MATERIAL FOR THE TASK →
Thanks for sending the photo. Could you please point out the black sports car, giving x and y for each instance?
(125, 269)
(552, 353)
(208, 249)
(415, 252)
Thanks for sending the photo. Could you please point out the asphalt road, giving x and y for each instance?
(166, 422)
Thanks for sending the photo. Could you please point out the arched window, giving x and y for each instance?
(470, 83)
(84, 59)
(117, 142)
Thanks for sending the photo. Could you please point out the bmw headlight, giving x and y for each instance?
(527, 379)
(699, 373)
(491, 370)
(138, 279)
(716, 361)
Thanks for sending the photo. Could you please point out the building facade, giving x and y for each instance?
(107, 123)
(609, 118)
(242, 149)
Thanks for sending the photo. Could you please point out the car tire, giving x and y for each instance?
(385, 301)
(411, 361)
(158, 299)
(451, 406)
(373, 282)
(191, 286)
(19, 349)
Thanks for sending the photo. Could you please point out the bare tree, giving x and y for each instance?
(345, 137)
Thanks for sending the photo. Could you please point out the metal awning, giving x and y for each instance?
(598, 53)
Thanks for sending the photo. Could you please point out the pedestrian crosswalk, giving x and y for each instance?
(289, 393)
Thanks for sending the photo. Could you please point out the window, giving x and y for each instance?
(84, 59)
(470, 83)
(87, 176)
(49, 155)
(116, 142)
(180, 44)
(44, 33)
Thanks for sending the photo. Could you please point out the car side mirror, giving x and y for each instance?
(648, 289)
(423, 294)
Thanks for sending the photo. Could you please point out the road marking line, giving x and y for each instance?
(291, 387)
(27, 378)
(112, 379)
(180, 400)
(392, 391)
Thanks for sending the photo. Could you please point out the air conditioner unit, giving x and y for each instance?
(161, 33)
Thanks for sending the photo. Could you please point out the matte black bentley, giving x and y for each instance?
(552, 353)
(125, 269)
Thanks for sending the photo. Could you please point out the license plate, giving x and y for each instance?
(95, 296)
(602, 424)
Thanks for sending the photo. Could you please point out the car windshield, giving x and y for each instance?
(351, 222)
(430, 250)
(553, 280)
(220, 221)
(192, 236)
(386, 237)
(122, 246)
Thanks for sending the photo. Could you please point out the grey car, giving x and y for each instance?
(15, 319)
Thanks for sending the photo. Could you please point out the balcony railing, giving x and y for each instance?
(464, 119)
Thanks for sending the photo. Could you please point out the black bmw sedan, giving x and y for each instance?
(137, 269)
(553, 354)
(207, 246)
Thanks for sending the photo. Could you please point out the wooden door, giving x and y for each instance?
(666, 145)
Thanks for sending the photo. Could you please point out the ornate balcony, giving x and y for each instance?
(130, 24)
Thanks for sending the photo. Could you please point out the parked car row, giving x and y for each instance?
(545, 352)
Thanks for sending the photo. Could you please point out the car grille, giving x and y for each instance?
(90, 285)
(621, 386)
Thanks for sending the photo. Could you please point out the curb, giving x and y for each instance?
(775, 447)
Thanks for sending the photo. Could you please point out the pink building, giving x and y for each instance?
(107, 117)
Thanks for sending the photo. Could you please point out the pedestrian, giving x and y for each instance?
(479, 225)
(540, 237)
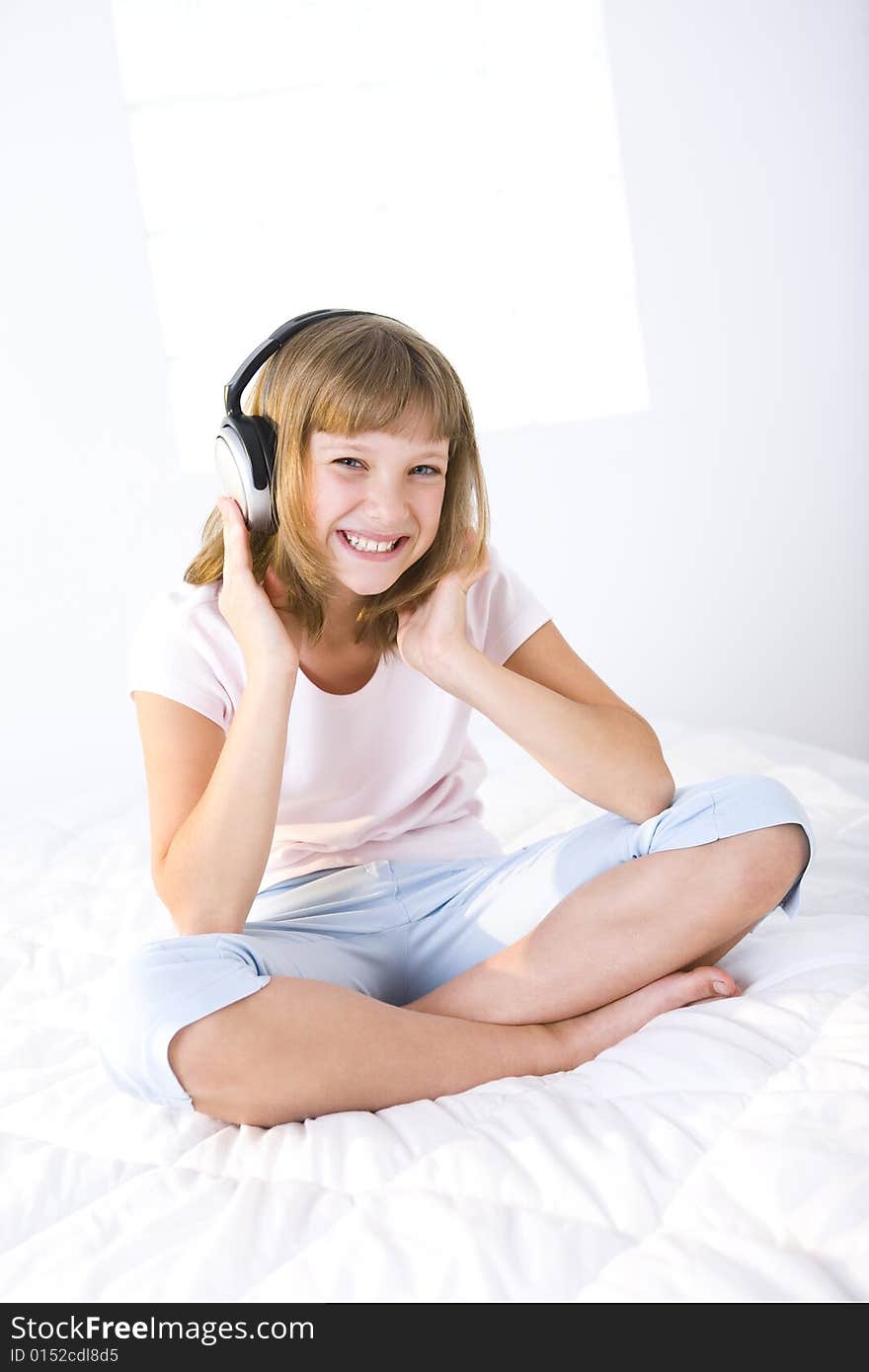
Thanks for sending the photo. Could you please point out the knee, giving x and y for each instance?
(136, 1010)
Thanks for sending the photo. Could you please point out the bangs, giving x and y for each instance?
(382, 382)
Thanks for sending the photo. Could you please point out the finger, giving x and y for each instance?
(236, 544)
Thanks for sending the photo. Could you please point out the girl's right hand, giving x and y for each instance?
(268, 634)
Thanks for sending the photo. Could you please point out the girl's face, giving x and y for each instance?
(380, 488)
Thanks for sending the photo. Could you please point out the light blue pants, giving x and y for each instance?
(397, 929)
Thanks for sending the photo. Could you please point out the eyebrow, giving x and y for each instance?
(364, 447)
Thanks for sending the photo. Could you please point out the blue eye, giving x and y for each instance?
(422, 465)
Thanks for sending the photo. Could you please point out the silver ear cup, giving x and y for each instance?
(236, 481)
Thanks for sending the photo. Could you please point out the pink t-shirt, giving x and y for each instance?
(384, 773)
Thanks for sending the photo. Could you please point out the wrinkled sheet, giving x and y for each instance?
(718, 1154)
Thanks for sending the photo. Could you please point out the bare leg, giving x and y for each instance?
(628, 928)
(299, 1048)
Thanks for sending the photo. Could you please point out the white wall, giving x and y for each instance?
(707, 559)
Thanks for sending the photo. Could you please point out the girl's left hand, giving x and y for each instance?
(433, 633)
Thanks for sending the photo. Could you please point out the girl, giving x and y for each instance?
(351, 936)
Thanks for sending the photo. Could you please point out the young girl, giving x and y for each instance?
(351, 936)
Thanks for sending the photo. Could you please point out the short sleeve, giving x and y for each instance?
(171, 654)
(503, 611)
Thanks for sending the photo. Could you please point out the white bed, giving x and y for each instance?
(718, 1154)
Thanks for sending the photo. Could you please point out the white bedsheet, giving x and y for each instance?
(718, 1154)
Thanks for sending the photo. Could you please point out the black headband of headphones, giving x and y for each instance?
(234, 389)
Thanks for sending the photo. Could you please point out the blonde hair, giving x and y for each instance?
(352, 375)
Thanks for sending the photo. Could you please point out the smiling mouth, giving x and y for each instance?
(372, 558)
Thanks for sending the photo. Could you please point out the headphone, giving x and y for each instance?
(245, 443)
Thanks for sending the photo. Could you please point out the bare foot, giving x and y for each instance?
(584, 1036)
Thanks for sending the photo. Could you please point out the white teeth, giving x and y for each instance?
(366, 546)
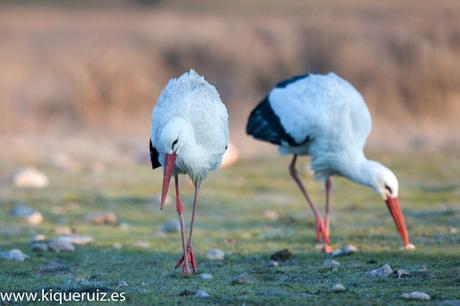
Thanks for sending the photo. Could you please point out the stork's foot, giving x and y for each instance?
(327, 249)
(322, 234)
(321, 231)
(190, 259)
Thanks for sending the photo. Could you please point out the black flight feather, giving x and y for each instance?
(154, 157)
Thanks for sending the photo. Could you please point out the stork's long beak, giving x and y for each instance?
(396, 213)
(170, 161)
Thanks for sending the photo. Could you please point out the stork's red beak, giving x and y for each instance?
(396, 213)
(170, 161)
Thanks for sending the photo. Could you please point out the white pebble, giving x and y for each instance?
(59, 245)
(170, 226)
(331, 264)
(206, 276)
(142, 244)
(14, 254)
(409, 247)
(338, 288)
(383, 271)
(416, 295)
(122, 284)
(215, 254)
(30, 178)
(402, 273)
(271, 214)
(39, 247)
(201, 294)
(76, 239)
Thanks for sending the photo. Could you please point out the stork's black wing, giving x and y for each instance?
(154, 157)
(264, 124)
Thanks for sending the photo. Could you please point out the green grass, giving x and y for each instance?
(230, 218)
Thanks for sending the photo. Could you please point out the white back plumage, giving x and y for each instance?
(332, 113)
(191, 98)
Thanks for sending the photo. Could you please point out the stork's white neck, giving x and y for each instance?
(362, 170)
(179, 136)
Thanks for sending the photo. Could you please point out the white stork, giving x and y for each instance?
(189, 135)
(325, 117)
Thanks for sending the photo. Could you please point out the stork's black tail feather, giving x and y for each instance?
(264, 124)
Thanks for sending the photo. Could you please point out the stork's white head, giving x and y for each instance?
(174, 136)
(383, 180)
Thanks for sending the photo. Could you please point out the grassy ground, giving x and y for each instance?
(230, 218)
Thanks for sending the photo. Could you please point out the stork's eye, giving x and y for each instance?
(389, 189)
(174, 143)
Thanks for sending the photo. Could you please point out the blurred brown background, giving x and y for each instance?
(73, 70)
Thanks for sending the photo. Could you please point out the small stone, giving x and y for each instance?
(416, 295)
(39, 237)
(14, 254)
(409, 247)
(63, 230)
(206, 276)
(122, 284)
(102, 218)
(402, 273)
(39, 247)
(450, 303)
(30, 215)
(76, 239)
(170, 226)
(243, 278)
(282, 255)
(346, 250)
(331, 264)
(124, 226)
(215, 254)
(142, 244)
(270, 214)
(201, 294)
(30, 178)
(383, 271)
(338, 288)
(54, 266)
(58, 245)
(35, 218)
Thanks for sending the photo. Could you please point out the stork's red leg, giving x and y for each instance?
(320, 228)
(180, 211)
(327, 218)
(189, 243)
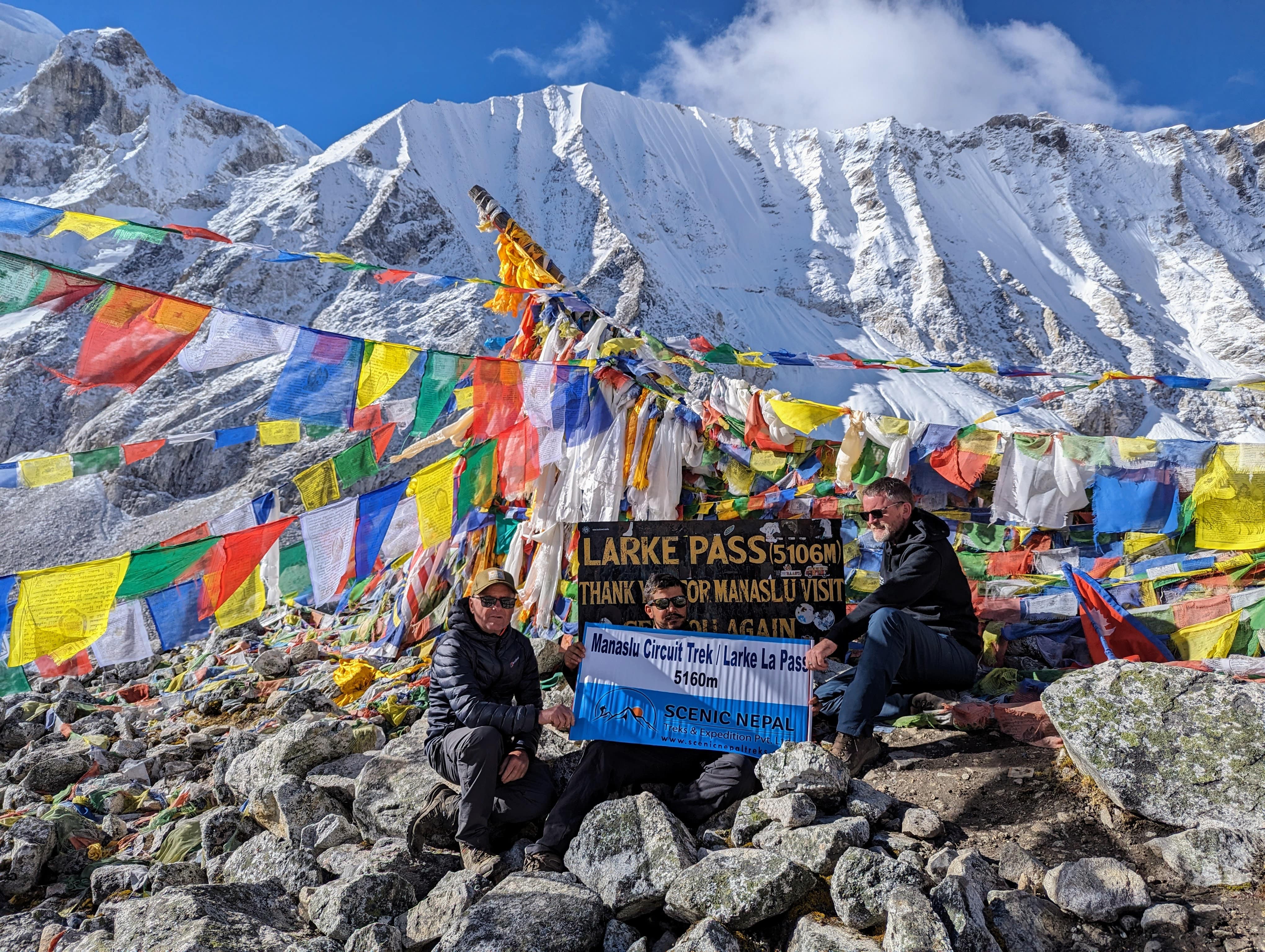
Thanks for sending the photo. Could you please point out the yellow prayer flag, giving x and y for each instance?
(318, 486)
(45, 471)
(245, 605)
(62, 611)
(277, 433)
(1212, 639)
(433, 490)
(805, 415)
(88, 226)
(381, 370)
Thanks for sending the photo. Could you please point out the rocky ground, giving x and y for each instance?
(260, 815)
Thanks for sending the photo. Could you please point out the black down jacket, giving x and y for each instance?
(921, 577)
(484, 681)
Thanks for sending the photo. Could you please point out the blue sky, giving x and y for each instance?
(328, 69)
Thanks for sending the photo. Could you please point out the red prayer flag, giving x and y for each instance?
(498, 396)
(135, 452)
(194, 232)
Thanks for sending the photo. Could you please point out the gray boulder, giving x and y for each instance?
(294, 750)
(1099, 889)
(1029, 923)
(286, 804)
(24, 849)
(802, 768)
(1171, 744)
(816, 933)
(270, 858)
(1214, 856)
(791, 811)
(630, 851)
(706, 936)
(443, 906)
(912, 926)
(739, 888)
(543, 912)
(819, 846)
(862, 883)
(227, 918)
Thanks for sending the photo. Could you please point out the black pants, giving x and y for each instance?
(704, 784)
(472, 756)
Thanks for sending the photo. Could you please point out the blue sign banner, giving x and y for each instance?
(726, 693)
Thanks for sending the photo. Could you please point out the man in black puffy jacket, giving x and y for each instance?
(920, 626)
(485, 717)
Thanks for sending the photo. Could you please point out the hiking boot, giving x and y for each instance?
(477, 860)
(544, 862)
(858, 753)
(437, 823)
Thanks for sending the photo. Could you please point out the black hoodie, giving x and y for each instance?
(920, 576)
(484, 681)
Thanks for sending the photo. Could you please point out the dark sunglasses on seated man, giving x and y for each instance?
(661, 604)
(507, 602)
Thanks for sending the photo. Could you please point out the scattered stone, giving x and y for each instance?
(739, 888)
(791, 811)
(630, 851)
(1167, 915)
(912, 926)
(1099, 889)
(1171, 744)
(802, 768)
(819, 846)
(542, 912)
(862, 883)
(923, 823)
(1214, 856)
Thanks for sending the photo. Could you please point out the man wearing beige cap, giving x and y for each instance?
(484, 725)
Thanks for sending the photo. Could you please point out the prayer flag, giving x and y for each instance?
(279, 433)
(376, 514)
(176, 615)
(126, 638)
(318, 486)
(433, 491)
(45, 471)
(328, 536)
(319, 380)
(356, 463)
(381, 370)
(1110, 630)
(62, 611)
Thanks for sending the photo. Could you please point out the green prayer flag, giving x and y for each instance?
(295, 580)
(156, 568)
(438, 380)
(356, 462)
(132, 232)
(479, 482)
(97, 461)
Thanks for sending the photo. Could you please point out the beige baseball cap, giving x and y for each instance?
(493, 577)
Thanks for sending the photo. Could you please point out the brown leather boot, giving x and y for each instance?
(858, 753)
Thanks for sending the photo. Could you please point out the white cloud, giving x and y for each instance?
(586, 52)
(838, 64)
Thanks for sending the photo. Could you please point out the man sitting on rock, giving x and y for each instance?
(484, 725)
(920, 625)
(705, 783)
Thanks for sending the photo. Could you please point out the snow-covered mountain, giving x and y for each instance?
(1029, 241)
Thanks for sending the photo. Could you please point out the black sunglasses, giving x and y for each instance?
(489, 601)
(878, 514)
(678, 601)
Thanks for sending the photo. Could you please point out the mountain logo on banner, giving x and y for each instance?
(633, 708)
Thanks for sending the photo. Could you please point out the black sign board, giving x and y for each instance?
(781, 578)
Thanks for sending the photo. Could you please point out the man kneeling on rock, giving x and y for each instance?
(705, 783)
(920, 625)
(484, 725)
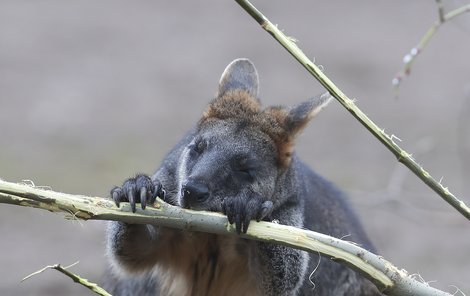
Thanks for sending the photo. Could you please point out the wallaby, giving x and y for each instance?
(239, 160)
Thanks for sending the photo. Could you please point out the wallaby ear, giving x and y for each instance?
(240, 74)
(299, 115)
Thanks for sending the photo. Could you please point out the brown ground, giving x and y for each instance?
(92, 92)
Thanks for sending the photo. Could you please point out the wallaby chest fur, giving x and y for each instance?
(239, 160)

EXERCISE BRIEF → Write out an exact copy of the lines beginning at the line that contains "the man kneeling" and ending at the last line of the listing. Exclude pictures.

RESPONSE →
Thanks for sending the photo. Could you please point out the man kneeling on rock, giving x and y for each instance?
(705, 783)
(920, 625)
(484, 725)
Thanks for sending the photo. Could you please point out the wallaby, giving x and y for each instance?
(239, 160)
Thanks for sending the photo. Could you please point out the wallaby ear, giving x and y for each instance?
(240, 74)
(299, 115)
Thanks for sending the photo. Could you please point out the brown ground, giving x and y for each instance?
(92, 92)
Thanks for sending the photo. Could you please point out the wallaby chest fur, giving x and y for each instance?
(239, 160)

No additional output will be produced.